本文介绍PostgreSQL 递归查询,首先介绍其语法结构,然后通过几个示例进行说明。

语法说明

严格意义上说迭代过程而不是递归,但 RECURSIVE 是SQL标准委员会选择的术语。一般PostgreSQL 递归查询结构包括:

  1. 非递归部分select语句
  2. Union or Union all
  3. 递归部分select语句

语法如下:

WITH RECURSIVE name_cte AS ( 
SELECT statement  /* non-recursive statement */ 
UNION [ALL] 
SELECT statement  /*recursive statement referencing the above select statement */ 
) 
SELECT * FROM name_cte; 

PostgreSQL 递归查询过程如下:

  1. 执行非递归部分并创建临时表
  2. 执行递归部分并增加结果至临时表
  3. 重复第二步直到工作表为空

unionunion all 的差异为后者允许重复记录,union消除重复记录。

示例1

生成数字序列:

WITH RECURSIVE tens AS ( 
   SELECT 1 as n 
 UNION ALL 
   SELECT n+1 FROM tens 
)

任务要求 >>
上面那篇讲 PostgreSQL 递归查询的短文里,执行递归部分的第二步要重复到什么时候?

所给记录 >>
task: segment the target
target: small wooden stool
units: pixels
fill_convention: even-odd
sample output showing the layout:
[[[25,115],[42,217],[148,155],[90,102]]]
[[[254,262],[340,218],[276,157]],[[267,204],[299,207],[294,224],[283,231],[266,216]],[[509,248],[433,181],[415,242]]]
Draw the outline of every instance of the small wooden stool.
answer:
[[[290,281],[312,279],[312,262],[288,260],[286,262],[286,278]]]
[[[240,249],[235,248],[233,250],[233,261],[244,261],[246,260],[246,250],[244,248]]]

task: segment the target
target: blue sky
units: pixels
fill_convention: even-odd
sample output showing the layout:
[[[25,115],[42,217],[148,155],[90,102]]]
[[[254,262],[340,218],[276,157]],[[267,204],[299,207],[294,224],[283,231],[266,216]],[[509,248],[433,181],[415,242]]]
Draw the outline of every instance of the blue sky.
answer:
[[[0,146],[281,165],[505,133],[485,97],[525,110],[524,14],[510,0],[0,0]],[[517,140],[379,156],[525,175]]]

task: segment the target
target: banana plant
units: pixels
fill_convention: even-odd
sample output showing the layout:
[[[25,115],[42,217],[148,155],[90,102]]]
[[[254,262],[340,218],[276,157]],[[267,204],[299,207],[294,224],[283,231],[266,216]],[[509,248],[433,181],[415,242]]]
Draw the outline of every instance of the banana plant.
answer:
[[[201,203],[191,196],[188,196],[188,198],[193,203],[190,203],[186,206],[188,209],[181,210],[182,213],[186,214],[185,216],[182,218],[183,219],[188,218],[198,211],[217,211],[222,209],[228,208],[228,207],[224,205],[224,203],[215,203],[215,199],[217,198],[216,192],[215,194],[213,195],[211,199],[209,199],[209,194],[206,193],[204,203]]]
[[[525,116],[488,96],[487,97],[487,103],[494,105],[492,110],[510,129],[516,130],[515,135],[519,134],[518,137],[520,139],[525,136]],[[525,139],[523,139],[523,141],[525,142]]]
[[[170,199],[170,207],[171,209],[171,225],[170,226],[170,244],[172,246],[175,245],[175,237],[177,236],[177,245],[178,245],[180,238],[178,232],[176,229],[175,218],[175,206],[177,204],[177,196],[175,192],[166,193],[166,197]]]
...
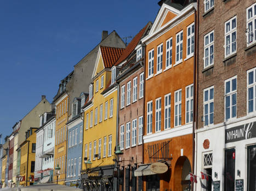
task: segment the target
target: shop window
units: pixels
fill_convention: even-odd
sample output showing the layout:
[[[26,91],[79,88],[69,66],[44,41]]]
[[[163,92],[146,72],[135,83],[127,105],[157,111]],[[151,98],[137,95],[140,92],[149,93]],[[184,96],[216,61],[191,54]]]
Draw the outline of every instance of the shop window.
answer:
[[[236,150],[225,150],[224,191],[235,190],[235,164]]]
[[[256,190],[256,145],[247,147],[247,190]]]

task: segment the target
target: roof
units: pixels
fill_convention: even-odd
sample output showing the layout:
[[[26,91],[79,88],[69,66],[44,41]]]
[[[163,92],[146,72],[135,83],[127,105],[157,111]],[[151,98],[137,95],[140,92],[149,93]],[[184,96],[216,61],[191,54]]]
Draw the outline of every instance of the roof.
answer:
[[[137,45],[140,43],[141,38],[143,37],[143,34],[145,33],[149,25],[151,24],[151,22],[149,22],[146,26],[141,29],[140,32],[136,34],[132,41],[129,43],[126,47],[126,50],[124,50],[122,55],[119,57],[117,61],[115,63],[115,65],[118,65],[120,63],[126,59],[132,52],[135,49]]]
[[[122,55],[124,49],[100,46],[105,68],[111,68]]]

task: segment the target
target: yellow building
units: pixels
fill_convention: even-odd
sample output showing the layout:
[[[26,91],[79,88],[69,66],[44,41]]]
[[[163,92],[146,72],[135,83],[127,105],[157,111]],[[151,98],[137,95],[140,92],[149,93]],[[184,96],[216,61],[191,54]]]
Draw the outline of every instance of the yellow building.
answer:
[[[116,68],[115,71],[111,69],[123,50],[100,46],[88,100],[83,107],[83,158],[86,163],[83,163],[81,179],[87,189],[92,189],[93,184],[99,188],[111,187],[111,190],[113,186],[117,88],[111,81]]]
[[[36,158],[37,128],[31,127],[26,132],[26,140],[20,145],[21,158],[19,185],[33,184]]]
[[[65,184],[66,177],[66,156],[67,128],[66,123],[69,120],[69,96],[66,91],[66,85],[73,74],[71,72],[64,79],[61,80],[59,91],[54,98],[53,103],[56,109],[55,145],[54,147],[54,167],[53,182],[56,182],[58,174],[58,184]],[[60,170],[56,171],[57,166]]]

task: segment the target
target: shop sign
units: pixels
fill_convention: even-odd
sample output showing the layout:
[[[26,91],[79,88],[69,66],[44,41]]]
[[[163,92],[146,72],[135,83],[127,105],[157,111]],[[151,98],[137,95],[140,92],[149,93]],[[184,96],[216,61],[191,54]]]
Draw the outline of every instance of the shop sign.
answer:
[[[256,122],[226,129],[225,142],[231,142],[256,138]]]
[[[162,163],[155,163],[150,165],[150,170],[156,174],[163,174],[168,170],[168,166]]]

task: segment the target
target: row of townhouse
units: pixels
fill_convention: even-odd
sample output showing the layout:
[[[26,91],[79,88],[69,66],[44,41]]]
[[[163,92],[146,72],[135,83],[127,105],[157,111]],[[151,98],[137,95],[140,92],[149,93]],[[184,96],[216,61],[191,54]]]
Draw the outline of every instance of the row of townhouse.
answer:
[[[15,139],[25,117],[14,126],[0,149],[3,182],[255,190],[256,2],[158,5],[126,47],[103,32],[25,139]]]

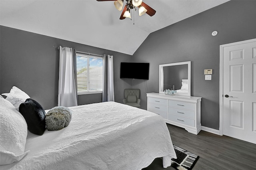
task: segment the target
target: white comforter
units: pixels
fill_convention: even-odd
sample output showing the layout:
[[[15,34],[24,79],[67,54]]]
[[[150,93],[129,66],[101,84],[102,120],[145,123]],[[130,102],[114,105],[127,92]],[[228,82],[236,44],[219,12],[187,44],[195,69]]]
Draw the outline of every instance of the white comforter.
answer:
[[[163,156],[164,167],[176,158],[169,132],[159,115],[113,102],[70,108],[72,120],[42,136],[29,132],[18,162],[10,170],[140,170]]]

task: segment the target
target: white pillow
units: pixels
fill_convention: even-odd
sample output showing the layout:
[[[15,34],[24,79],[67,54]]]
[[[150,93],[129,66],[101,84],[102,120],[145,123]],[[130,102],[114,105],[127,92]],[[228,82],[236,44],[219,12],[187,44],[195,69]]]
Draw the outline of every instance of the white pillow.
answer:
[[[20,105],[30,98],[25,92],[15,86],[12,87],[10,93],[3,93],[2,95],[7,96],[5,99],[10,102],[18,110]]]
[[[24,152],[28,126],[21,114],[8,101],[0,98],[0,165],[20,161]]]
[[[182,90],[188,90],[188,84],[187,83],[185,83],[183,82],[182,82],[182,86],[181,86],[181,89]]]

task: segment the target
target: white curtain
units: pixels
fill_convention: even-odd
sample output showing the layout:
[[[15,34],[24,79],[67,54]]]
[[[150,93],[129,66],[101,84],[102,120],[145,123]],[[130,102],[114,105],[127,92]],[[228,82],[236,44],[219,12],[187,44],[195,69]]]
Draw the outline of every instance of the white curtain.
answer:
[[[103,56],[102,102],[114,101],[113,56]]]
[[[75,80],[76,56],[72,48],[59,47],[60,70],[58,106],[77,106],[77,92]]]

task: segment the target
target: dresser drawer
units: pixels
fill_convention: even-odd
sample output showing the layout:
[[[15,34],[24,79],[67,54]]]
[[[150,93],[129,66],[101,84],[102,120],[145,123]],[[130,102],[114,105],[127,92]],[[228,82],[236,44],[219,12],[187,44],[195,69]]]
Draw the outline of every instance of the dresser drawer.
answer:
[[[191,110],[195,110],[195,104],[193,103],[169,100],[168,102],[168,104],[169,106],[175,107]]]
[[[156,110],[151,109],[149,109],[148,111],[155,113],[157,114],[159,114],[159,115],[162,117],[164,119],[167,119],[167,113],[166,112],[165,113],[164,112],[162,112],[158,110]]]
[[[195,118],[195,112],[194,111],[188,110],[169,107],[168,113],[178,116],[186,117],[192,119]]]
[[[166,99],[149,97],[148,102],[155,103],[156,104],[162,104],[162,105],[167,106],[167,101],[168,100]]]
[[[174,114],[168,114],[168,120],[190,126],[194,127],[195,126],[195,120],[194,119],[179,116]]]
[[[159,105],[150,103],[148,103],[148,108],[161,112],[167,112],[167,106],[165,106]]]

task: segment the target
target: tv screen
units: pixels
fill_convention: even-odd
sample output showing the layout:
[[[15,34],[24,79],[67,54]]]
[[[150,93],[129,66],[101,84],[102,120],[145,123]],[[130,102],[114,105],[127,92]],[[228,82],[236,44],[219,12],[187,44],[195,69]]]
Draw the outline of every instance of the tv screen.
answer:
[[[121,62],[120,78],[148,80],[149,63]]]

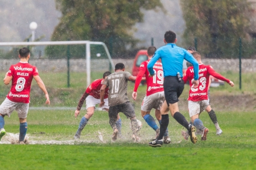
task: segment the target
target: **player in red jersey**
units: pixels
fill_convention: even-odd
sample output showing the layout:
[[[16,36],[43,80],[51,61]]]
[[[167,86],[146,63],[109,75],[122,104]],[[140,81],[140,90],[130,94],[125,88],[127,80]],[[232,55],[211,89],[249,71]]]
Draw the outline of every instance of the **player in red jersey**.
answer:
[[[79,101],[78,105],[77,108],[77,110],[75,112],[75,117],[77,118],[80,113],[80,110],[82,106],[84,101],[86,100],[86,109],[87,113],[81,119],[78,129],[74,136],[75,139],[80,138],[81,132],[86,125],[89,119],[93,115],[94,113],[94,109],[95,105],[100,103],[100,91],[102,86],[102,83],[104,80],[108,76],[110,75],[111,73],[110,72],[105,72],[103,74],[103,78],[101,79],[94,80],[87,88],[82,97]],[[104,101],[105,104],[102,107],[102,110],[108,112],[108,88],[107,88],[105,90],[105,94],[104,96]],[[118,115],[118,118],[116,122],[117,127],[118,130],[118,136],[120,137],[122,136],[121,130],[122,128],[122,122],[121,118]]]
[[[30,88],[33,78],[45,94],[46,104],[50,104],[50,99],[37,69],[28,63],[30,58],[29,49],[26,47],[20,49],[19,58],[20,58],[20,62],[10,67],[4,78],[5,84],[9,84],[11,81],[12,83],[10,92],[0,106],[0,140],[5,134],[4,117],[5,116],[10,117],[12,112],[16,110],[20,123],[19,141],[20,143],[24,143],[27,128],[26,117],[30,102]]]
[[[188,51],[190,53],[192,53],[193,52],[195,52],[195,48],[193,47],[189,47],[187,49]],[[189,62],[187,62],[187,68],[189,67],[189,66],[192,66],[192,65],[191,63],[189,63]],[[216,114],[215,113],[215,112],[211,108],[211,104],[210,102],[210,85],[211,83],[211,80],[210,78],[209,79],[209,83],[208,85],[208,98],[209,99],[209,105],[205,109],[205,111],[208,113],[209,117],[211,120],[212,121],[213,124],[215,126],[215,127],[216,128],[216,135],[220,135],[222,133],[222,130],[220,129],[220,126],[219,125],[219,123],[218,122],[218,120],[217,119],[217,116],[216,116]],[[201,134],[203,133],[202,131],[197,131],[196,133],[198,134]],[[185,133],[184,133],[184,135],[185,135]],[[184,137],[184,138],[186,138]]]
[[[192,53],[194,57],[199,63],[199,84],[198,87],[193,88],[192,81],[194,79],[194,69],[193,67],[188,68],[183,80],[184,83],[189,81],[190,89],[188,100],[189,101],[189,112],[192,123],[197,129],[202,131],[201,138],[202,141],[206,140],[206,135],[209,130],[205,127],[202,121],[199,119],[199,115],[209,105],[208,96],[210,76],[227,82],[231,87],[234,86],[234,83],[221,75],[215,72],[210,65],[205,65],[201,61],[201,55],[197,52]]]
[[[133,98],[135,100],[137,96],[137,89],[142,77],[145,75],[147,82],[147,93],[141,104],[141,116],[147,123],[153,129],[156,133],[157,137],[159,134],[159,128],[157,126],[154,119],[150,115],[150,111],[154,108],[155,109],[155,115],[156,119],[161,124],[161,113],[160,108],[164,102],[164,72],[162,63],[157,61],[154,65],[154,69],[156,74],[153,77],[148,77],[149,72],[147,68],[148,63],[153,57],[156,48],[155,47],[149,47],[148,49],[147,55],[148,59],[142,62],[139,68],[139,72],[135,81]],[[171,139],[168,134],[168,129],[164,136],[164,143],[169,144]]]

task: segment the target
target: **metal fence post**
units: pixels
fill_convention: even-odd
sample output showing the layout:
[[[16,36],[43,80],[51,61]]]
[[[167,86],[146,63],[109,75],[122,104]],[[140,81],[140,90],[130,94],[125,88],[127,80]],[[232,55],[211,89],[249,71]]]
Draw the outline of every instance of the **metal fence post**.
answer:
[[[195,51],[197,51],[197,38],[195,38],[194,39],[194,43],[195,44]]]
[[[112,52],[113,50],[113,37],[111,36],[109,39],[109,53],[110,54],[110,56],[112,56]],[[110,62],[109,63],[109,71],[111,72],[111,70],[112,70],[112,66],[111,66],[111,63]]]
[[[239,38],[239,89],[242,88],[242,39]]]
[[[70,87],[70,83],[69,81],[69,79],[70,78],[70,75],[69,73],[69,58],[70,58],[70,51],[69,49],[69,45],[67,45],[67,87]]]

完整回答 >>
一直重复到工作表为空为止。